● Work item
Reply with one number: the count of lines in the data that hold the string "black".

● Collection entries

++++++++++

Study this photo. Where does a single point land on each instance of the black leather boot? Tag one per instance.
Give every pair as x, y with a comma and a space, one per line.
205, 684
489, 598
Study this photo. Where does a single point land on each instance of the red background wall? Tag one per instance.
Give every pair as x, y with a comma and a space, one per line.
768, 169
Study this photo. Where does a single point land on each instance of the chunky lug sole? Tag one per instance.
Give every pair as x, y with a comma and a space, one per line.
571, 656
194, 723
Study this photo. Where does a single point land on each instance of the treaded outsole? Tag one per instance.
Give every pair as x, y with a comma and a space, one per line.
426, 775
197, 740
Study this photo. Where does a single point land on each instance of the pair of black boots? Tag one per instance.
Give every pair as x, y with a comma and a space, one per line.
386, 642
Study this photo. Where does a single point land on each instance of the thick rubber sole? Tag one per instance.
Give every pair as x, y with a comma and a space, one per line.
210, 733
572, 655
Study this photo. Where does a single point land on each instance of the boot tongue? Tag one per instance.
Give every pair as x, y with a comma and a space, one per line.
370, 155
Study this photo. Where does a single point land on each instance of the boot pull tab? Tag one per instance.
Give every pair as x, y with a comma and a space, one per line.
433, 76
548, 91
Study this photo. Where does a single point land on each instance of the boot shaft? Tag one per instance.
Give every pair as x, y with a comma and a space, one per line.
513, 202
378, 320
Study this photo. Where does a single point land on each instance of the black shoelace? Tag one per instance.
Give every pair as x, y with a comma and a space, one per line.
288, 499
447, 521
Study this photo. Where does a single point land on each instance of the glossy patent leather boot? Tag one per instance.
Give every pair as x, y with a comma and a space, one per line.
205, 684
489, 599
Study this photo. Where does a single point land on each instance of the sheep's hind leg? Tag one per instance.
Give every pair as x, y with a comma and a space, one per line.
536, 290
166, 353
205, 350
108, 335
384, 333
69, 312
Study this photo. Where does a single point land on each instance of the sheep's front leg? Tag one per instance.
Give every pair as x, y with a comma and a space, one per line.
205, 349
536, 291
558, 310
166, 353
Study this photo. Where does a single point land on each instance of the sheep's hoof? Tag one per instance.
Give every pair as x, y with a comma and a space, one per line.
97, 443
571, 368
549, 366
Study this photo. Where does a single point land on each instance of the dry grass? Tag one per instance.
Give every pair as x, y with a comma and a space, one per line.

++++++++++

● Result for this exercise
3